▶ [What you have to do]: Whenever a line of the material contains the string "water", it should be copied.

▶ [Records for the task]:

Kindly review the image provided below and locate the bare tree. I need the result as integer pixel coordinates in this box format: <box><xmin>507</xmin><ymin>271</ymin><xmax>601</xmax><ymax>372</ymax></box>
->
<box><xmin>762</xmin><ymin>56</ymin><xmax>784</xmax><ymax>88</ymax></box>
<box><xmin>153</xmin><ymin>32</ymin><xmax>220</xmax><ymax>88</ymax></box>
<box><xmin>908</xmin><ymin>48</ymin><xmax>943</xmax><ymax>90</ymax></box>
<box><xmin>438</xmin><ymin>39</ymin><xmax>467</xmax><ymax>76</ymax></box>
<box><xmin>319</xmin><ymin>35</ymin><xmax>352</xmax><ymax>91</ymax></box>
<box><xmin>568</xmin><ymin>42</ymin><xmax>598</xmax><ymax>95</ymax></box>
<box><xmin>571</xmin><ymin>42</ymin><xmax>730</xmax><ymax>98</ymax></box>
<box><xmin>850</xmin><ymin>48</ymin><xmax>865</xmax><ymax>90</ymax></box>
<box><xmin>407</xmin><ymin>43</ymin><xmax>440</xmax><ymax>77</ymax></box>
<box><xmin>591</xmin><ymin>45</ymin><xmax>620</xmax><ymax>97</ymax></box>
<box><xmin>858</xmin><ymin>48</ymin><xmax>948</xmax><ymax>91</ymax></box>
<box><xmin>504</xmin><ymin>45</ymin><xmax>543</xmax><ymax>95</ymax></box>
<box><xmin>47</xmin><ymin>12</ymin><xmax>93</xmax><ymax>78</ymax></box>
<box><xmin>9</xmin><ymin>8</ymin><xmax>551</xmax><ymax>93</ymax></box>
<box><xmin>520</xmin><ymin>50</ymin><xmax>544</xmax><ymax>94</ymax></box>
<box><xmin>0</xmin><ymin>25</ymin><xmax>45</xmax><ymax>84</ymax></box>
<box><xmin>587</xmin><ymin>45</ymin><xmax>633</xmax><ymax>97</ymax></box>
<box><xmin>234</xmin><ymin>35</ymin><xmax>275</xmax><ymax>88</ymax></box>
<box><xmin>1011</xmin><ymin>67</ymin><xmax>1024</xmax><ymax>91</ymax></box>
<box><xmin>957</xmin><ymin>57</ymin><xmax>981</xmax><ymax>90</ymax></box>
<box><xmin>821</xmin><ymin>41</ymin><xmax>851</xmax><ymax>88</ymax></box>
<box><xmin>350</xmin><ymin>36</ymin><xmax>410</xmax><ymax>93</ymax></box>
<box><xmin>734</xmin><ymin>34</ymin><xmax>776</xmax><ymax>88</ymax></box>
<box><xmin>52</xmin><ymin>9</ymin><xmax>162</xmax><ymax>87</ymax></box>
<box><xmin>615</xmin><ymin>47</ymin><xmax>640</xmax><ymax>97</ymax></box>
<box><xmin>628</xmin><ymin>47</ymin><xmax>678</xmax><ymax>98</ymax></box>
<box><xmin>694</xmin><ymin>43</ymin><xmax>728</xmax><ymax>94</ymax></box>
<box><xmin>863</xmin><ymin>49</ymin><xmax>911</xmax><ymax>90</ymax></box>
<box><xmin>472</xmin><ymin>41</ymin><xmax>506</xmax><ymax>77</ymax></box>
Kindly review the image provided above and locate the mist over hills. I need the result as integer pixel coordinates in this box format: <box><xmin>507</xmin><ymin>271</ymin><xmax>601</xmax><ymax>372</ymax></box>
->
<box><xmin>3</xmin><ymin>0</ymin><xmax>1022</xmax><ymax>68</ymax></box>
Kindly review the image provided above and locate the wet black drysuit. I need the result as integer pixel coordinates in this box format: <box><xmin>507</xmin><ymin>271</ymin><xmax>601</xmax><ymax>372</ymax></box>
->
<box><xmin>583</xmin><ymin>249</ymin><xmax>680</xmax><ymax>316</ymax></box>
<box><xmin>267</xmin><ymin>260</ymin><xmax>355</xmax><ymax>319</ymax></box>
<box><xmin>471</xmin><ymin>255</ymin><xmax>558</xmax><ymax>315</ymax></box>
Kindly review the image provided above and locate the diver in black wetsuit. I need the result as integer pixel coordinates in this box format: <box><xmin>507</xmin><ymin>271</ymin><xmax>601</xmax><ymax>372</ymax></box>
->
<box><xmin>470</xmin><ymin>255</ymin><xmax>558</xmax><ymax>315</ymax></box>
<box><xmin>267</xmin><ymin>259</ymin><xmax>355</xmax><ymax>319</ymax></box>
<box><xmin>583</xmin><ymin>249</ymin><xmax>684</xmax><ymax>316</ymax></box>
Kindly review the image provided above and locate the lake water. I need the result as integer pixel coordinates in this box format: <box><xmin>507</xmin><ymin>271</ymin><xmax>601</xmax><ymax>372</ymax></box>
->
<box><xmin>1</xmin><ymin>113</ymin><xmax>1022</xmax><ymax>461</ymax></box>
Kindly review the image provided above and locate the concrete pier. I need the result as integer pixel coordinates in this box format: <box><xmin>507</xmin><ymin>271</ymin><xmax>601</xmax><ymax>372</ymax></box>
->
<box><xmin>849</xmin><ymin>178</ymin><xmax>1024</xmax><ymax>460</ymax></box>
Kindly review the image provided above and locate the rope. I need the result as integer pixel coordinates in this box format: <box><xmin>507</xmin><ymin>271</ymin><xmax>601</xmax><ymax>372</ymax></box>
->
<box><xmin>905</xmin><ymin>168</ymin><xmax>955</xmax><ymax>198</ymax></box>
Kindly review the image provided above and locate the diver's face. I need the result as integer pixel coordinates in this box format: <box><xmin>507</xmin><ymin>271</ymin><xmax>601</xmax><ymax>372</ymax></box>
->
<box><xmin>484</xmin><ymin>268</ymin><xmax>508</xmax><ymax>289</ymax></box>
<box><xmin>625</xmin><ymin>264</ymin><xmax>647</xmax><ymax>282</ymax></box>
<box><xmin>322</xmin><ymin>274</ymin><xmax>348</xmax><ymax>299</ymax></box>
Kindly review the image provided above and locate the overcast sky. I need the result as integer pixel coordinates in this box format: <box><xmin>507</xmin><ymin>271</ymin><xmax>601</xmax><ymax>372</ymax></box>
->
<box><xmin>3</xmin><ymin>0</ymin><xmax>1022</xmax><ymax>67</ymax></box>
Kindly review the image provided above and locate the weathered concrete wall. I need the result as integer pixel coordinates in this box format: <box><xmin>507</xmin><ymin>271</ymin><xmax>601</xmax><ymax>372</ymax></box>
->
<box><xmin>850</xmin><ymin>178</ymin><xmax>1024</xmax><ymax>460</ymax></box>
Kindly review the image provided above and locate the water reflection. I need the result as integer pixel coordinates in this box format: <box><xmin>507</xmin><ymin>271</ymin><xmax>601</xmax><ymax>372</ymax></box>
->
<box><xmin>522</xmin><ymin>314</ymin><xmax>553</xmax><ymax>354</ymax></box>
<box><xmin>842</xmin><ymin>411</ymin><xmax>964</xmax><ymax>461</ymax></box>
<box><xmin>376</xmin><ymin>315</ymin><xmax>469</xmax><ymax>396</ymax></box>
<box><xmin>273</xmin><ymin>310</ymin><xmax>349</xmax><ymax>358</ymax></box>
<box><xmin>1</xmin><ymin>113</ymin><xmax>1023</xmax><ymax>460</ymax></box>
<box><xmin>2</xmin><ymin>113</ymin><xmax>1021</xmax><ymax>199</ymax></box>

▶ [Response to the task]:
Kindly review the image provided above and locate the lake water. I need the result as integer pixel coordinates in this box format: <box><xmin>507</xmin><ymin>271</ymin><xmax>601</xmax><ymax>372</ymax></box>
Kindly review the image provided above and locate the water reflection. I need the result as integer pixel coordinates in this box format: <box><xmin>507</xmin><ymin>271</ymin><xmax>601</xmax><ymax>372</ymax></box>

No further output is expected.